*** Opening Data provided ***
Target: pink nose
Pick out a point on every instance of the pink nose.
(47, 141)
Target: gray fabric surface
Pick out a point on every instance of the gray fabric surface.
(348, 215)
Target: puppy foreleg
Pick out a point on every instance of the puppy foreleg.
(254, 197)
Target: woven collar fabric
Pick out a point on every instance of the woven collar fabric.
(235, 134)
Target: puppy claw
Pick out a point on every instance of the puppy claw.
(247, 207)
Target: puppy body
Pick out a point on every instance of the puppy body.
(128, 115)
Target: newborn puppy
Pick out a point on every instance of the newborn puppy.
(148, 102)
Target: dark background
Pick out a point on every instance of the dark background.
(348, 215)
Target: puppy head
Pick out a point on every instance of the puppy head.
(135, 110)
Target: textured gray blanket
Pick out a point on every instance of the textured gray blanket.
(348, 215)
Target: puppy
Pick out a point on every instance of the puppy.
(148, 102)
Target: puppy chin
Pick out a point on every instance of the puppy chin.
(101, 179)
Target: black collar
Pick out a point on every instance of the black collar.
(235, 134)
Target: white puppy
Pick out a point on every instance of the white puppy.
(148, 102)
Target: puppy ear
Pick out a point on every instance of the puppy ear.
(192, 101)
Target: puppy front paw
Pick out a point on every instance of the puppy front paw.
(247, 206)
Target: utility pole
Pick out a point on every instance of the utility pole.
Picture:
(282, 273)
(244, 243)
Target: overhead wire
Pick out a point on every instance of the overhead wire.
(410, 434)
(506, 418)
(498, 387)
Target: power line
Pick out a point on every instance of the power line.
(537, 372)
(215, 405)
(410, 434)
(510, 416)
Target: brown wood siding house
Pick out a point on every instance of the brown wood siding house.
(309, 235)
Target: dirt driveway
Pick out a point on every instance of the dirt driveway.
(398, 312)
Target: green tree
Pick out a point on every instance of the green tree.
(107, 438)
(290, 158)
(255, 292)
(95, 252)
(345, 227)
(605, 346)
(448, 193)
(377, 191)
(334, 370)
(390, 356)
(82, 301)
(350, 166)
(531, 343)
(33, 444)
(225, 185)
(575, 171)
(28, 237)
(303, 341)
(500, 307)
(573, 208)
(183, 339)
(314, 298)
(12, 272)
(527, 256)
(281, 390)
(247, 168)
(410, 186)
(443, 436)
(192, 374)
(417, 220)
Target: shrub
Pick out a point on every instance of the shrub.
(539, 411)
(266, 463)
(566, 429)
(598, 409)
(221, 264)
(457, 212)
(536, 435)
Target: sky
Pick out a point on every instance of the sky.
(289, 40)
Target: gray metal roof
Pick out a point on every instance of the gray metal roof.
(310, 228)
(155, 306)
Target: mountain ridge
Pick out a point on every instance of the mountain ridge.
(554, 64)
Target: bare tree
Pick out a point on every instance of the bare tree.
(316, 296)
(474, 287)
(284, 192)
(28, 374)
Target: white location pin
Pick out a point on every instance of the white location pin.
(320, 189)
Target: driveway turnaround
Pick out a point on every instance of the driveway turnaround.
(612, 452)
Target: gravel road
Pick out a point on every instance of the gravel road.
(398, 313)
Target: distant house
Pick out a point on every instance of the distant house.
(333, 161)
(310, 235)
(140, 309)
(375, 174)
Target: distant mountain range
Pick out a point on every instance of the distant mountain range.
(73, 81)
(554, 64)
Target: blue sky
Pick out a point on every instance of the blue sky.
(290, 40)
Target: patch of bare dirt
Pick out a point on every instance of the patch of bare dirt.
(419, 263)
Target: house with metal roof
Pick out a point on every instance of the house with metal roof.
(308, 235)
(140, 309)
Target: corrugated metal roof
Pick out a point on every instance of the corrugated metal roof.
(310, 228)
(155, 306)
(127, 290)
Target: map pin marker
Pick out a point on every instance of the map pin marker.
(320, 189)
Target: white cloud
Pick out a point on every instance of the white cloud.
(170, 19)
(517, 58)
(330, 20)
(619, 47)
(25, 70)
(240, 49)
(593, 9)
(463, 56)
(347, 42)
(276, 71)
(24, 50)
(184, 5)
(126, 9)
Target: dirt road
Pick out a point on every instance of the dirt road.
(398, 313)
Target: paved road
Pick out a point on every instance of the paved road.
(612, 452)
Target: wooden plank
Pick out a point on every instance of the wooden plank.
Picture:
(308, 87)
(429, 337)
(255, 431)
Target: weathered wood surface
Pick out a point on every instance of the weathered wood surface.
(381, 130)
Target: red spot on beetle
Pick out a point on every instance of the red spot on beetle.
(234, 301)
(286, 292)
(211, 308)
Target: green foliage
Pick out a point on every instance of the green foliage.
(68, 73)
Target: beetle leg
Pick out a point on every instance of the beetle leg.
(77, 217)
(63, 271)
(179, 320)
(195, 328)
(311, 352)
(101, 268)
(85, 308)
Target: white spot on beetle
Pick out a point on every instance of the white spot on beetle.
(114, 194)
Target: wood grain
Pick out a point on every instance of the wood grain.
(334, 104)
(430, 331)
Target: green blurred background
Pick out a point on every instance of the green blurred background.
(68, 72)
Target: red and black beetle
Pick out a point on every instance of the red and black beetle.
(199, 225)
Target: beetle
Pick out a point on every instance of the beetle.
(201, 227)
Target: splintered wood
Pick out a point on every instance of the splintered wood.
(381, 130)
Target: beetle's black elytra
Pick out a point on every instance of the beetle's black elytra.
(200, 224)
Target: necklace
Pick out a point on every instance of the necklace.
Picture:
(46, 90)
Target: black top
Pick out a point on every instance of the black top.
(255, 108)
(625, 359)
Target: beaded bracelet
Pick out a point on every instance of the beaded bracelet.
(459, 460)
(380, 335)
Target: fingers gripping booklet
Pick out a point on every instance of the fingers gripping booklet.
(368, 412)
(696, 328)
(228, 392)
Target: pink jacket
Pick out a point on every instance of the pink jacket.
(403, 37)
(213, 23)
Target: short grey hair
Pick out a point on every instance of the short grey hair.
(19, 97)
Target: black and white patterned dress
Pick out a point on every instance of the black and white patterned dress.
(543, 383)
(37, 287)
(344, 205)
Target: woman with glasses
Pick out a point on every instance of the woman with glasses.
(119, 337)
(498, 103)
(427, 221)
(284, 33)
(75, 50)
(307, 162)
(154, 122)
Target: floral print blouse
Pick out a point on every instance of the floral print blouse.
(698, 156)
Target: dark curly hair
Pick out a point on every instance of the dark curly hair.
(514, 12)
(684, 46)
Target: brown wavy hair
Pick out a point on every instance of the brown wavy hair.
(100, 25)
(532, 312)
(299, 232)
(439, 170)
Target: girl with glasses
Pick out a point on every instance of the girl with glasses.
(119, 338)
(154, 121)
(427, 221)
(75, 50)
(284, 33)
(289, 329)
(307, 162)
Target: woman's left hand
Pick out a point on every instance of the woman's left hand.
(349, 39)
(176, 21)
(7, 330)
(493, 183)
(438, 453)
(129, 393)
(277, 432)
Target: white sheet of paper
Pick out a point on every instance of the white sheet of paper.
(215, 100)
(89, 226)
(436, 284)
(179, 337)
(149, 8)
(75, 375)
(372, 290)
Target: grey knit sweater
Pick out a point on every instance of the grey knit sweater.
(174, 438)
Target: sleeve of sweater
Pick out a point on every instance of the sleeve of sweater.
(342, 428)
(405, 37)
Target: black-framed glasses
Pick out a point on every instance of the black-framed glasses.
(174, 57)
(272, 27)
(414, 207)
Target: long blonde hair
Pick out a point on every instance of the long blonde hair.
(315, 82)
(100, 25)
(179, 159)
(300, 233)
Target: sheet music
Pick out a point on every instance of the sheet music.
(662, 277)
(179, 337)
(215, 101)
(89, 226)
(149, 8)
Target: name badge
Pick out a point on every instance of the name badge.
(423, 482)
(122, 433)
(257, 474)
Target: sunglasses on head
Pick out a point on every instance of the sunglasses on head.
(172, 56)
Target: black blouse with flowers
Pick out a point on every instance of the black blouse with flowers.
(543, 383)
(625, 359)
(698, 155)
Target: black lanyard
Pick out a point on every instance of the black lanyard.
*** Closing Data provided ***
=== What needs to be done ===
The response should contain only a verbatim copy of the lines from the line with "Pick out a point on every instance of the white sheet" to the final line of the records.

=== Solution for this task ===
Pick out a point on every instance of the white sheet of paper.
(215, 100)
(89, 226)
(436, 284)
(179, 337)
(149, 8)
(75, 375)
(372, 290)
Target: grey knit sweater
Pick out a point on every instance of the grey knit sweater.
(174, 438)
Target: sleeve of sweater
Pick out a point on every instance of the sleeve of sweater.
(342, 428)
(405, 37)
Target: black-framed glasses
Pick out a point on every instance of the black-framed glasses.
(174, 57)
(272, 27)
(414, 207)
Target: long blonde hair
Pick out a point on every instance of the long blonde hair.
(315, 82)
(100, 25)
(179, 159)
(300, 233)
Target: sheet music
Pick out a point on every instance of the sheet music.
(662, 277)
(179, 337)
(215, 101)
(89, 226)
(149, 8)
Target: name badge
Pick out a point on every instance of the name badge.
(423, 482)
(122, 433)
(257, 474)
Target: sunglasses on head
Pick out a point on every instance of the sunglasses on head.
(172, 56)
Target: black blouse with flowers
Pick out a point on every instance of the black blouse with flowers.
(543, 383)
(625, 359)
(698, 155)
Target: black lanyard
Pick out a point on every instance of the black lanyard.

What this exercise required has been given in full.